## What you need to do
Write the data out again, exactly as given.

## Data to process
....................
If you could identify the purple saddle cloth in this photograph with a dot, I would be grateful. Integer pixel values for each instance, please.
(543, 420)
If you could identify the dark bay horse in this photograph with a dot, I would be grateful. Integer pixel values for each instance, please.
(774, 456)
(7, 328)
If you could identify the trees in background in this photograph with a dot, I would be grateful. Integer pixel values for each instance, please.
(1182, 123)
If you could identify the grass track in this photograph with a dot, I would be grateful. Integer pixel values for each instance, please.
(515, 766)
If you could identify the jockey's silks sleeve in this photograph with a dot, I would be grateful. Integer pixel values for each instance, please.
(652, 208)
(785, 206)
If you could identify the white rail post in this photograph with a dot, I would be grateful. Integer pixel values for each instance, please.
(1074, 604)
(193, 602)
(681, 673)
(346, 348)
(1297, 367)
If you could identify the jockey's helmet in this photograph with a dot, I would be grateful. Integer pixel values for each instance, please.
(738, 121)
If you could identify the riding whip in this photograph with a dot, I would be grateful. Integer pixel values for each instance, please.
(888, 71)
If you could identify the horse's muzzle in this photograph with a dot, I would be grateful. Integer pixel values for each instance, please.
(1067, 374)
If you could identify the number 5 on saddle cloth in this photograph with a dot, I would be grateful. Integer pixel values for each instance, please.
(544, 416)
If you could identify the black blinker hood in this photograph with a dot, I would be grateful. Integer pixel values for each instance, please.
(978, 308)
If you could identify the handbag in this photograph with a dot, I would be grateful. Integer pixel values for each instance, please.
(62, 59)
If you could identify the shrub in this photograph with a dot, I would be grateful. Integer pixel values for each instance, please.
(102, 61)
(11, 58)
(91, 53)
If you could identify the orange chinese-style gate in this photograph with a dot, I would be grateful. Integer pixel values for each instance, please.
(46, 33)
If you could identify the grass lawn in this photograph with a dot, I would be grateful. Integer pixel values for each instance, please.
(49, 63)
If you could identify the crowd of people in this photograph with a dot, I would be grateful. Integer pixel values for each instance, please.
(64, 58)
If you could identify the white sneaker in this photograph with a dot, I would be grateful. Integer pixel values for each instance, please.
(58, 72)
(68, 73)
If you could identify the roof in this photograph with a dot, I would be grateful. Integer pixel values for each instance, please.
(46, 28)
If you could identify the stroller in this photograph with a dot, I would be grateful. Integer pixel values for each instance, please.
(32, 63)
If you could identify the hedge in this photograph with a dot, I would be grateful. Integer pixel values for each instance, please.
....................
## Exercise output
If you could identify the purple saddle cloth in this photograph with a dot, I would be grateful. Integer pixel values for each instance, please.
(543, 420)
If you could identify the dark bay horse in this photograph with a dot, I would be grateful. Integer pixel values for each instance, please.
(774, 456)
(7, 328)
If you could identify the trees in background in this photograph with a dot, I would be grateful. Integer pixel values for each instance, please.
(1182, 123)
If you could identify the grass track in this photograph with a dot, I would be grateful. Integer pixel values for each instance, please.
(515, 766)
If you could identify the jockey's silks sleeve in this photograph with a dot, I would be grateful. Integer pixel values for each instance, please.
(652, 208)
(785, 206)
If you could identify the white rail post in this photograph with a dot, I would be grateful. Integer pixel values for each instance, please.
(1074, 604)
(193, 602)
(681, 673)
(346, 348)
(1297, 367)
If you could identify the jockey's helmet in this photograph with a dot, I would be grateful. Integer pixel values for each instance, please.
(738, 121)
If you could identify the riding whip in this photograph with a dot, I would be grateful. Integer pixel values for each instance, please.
(888, 71)
If you could identify the horse's muzzle in this photograph with a dot, I would be grateful. Integer pixel values for each instance, please.
(1067, 374)
If you could identify the number 5 on saddle cloth in this photograph with a dot, I would be grateful. Integer pixel values for each instance, please.
(544, 416)
If you could identify the black blinker hood in this photograph with a dot, I would be grateful. Integer pixel values for each instance, please.
(978, 308)
If you could identify the handbag in this photograph with a dot, I would be grateful. Integer pixel values for each instance, please.
(62, 59)
If you could identify the shrub in this photograph with a dot, I would be grateful. Integer pixel values for each instance, please.
(102, 61)
(11, 58)
(91, 53)
If you could identify the orange chinese-style gate in this photograph with a dot, I would be grateful. Integer pixel values for each instance, please.
(46, 33)
If you could identify the grass lawn in this photograph with a dot, I would be grateful. Integer pixel values for each instance, please.
(49, 63)
If you could identify the crowd of people in this photograph with a dot, I would be grateful. Integer pixel values for each instance, please.
(64, 58)
If you could identify the white sneaker in this photograph with a dot, I would be grateful. Integer pixel values for each instance, please.
(58, 72)
(68, 73)
If you could identify the roof in this photograph with a dot, I would be grateful. Integer pixel values for each instance, please.
(46, 28)
If you could identify the stroller in this photograph with a dot, I would be grateful. Integer pixel values for each instance, please.
(32, 63)
If you could identify the hedge in this photograph with a dot, I would be grateful. Integer pixel values for each instance, please.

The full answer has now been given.